Dataset entries
______
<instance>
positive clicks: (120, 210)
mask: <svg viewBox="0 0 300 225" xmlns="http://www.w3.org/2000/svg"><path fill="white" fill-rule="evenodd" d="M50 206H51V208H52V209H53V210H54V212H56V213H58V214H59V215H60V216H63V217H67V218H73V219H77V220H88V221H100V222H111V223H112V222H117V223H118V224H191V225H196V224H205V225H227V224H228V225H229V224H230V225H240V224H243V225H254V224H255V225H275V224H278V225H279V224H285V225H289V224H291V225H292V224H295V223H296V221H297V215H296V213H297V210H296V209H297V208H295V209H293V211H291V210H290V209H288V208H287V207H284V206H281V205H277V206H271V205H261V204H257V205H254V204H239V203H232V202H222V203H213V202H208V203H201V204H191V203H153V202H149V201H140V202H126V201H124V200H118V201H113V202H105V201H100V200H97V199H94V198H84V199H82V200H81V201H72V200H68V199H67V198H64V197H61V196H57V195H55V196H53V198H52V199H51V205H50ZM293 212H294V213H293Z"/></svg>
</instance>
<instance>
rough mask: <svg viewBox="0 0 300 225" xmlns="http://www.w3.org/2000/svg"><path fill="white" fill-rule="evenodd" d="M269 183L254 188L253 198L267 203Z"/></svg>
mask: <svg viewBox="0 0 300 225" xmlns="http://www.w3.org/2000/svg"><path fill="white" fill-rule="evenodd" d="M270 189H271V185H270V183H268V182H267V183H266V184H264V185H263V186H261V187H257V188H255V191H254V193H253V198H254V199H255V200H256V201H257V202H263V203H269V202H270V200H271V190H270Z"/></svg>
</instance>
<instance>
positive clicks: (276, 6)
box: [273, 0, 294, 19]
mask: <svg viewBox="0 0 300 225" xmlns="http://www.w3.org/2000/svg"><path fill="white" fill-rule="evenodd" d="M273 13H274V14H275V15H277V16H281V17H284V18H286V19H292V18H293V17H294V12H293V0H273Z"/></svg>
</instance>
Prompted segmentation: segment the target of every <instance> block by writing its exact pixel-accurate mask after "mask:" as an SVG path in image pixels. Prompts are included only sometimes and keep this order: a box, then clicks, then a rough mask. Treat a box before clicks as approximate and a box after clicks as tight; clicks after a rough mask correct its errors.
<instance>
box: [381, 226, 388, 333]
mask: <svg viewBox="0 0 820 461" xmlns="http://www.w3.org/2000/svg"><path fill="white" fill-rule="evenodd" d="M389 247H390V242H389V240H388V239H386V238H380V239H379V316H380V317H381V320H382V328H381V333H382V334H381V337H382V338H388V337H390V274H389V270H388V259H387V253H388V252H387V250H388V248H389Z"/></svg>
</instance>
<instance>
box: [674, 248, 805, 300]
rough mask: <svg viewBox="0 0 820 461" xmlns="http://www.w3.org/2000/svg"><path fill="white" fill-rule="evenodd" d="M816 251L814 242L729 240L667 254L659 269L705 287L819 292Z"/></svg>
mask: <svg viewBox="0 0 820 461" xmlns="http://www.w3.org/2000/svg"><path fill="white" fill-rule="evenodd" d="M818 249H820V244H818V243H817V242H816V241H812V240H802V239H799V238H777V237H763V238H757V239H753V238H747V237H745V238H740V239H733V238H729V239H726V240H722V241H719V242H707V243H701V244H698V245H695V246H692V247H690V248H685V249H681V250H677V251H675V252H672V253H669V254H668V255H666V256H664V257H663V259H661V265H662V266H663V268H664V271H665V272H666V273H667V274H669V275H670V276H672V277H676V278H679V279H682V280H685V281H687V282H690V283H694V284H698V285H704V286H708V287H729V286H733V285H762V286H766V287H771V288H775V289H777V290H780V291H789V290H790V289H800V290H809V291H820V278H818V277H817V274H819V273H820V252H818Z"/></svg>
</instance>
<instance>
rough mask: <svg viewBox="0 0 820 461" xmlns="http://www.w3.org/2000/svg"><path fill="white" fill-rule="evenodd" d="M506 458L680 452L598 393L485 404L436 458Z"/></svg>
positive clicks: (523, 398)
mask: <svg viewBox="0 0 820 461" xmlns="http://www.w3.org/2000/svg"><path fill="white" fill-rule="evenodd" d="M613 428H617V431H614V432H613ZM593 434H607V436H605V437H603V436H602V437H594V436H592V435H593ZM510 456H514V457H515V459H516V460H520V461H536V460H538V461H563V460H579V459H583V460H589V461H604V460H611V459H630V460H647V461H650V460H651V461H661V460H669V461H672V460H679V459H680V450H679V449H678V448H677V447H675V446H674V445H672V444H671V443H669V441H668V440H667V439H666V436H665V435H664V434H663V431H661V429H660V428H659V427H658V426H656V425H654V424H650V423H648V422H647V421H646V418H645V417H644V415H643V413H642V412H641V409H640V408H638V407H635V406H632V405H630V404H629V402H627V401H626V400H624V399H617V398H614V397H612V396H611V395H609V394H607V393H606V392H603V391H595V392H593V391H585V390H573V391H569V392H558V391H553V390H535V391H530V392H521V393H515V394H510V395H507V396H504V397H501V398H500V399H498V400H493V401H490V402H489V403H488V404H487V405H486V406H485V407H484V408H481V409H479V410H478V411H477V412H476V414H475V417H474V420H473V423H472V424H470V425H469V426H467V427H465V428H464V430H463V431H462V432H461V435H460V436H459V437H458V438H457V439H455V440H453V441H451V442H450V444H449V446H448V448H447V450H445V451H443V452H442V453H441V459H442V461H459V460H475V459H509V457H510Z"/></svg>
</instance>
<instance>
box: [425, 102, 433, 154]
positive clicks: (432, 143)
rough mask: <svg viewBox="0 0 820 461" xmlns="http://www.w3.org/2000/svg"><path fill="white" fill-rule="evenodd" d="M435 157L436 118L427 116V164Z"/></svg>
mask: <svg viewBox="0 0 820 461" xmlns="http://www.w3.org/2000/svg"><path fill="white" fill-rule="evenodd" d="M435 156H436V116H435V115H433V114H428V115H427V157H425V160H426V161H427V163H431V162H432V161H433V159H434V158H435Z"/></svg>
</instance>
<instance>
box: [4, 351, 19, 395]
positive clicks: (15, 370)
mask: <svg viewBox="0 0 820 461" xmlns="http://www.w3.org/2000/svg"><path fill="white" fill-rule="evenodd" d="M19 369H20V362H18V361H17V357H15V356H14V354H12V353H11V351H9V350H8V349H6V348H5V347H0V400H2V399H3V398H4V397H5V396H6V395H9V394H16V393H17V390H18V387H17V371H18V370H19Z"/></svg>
______
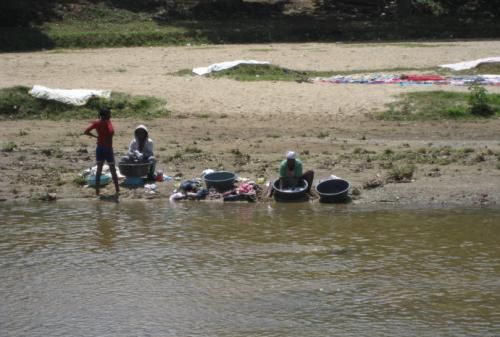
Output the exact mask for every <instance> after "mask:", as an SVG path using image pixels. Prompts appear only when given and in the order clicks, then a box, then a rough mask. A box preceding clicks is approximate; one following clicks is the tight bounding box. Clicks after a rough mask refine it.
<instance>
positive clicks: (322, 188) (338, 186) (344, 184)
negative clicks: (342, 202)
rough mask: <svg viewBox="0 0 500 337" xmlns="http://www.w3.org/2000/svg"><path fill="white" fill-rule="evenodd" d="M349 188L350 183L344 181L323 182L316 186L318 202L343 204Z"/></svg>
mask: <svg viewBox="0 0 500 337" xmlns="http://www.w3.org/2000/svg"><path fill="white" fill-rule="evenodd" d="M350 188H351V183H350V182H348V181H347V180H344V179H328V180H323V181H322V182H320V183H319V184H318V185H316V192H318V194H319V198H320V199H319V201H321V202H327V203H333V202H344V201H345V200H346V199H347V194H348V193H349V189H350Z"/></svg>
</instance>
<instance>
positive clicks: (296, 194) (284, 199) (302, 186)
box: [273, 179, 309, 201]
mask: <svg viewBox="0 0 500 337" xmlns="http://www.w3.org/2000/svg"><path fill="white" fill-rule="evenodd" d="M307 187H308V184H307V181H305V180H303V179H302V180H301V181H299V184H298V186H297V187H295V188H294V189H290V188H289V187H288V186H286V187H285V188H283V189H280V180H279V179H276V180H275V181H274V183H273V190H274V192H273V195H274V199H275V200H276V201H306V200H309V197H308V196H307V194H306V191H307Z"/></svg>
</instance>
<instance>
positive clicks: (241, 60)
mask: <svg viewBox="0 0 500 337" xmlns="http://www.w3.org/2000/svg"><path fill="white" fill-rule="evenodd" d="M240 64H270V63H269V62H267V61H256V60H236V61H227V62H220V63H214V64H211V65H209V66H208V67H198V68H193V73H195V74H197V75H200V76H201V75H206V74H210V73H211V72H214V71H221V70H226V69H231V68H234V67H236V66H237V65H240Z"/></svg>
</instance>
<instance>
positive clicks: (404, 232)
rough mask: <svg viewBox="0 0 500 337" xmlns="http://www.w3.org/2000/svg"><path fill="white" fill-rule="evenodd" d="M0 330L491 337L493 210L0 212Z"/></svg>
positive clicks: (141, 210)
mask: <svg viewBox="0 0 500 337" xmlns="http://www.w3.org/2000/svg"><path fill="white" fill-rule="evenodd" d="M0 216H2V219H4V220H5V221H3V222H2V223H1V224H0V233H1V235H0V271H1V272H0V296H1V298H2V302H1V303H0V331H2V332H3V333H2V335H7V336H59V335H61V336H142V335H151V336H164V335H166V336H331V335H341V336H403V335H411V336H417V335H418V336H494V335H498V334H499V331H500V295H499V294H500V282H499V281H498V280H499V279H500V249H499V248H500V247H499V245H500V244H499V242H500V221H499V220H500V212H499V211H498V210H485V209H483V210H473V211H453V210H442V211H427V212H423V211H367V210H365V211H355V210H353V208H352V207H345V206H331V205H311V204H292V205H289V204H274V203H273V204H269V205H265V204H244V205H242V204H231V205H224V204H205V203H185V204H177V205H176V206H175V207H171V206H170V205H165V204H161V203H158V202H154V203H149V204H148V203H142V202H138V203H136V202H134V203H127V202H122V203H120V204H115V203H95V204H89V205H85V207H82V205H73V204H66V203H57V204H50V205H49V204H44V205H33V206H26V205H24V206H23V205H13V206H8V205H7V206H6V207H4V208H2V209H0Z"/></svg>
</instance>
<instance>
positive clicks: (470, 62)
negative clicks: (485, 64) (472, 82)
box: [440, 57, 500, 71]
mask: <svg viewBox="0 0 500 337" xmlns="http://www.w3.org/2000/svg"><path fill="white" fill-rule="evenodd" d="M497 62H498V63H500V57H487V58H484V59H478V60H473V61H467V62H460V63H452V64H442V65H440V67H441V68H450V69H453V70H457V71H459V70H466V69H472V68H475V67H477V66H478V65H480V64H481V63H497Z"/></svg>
______
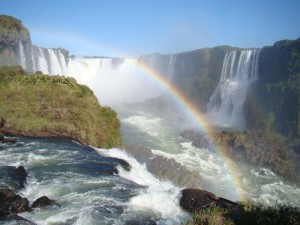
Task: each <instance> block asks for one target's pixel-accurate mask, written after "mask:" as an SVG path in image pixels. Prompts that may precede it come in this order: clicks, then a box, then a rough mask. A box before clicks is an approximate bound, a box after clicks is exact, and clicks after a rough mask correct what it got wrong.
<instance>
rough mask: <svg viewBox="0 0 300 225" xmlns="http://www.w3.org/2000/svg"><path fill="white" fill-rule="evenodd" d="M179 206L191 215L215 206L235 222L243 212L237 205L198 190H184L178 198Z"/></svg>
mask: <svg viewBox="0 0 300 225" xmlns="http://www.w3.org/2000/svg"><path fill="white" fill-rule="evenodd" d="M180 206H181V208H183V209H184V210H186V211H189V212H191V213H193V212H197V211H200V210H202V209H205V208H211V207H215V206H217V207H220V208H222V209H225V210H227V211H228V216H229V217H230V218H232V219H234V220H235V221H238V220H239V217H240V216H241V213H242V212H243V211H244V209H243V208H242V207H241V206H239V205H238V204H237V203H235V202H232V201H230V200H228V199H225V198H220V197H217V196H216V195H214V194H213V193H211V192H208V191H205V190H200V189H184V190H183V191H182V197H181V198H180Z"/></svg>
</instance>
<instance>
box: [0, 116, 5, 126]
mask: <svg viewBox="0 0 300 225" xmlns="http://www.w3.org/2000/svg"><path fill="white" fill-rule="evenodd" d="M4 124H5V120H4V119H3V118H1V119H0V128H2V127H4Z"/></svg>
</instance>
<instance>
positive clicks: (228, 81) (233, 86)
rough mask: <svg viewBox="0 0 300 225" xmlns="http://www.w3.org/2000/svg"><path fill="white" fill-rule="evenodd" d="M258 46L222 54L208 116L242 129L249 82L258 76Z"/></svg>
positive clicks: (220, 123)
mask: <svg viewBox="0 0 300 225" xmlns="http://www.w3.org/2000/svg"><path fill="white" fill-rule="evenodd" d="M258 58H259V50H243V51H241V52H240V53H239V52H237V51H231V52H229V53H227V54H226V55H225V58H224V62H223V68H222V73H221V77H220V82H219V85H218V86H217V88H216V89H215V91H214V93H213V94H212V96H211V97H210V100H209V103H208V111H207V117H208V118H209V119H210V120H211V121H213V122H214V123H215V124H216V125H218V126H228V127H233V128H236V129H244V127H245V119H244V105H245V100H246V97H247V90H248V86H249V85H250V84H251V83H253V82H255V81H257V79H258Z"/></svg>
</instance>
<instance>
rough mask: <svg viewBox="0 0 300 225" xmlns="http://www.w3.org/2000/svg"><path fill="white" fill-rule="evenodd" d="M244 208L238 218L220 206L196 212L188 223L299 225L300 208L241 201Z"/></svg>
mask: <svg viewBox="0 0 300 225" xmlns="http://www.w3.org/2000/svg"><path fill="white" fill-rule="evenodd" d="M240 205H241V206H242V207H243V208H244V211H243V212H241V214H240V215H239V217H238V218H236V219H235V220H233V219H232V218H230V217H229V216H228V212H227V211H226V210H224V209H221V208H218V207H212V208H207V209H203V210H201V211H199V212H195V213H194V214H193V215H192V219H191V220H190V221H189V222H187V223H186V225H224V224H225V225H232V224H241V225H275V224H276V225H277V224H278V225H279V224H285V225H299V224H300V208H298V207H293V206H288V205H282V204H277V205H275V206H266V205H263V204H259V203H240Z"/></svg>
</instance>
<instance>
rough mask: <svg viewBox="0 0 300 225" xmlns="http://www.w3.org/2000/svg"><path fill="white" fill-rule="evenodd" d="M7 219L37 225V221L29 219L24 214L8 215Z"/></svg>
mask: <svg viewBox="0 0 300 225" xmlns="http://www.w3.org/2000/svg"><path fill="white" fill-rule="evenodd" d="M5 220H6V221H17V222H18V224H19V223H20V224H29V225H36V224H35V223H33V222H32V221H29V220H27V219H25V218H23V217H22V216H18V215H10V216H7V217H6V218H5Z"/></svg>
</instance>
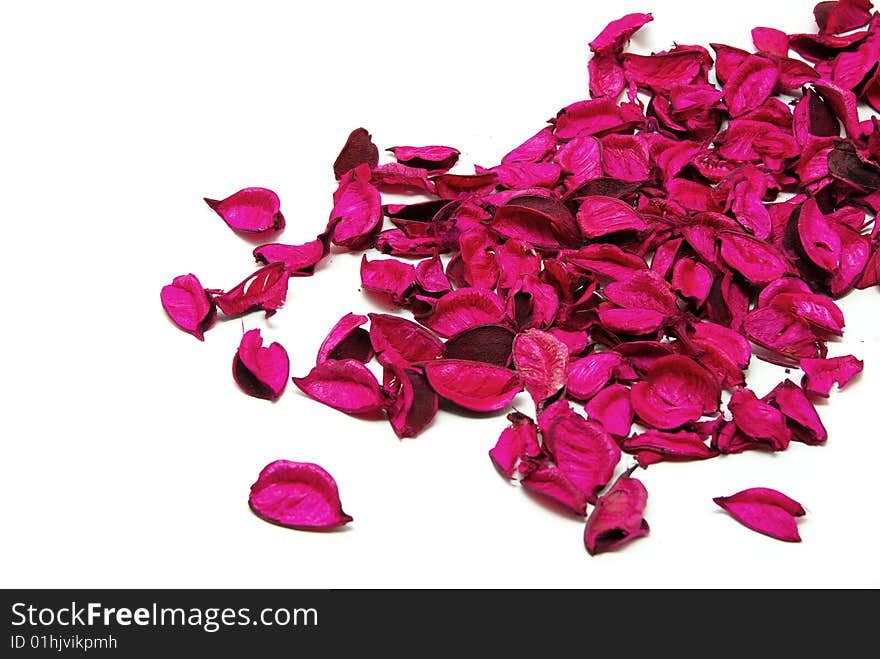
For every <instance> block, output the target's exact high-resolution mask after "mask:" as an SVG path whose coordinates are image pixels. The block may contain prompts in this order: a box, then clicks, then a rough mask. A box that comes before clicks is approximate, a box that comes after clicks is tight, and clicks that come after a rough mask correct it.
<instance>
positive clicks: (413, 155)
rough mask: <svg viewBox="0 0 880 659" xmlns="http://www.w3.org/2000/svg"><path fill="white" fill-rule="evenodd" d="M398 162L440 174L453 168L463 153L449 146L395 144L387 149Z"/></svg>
______
> WHAT THE EXERCISE ASKS: Which lines in the items above contain the string "negative"? Find each one and copy it in full, treating uppercase and lowercase as different.

> RESPONSE:
negative clicks: (342, 202)
negative clicks: (485, 64) (472, 82)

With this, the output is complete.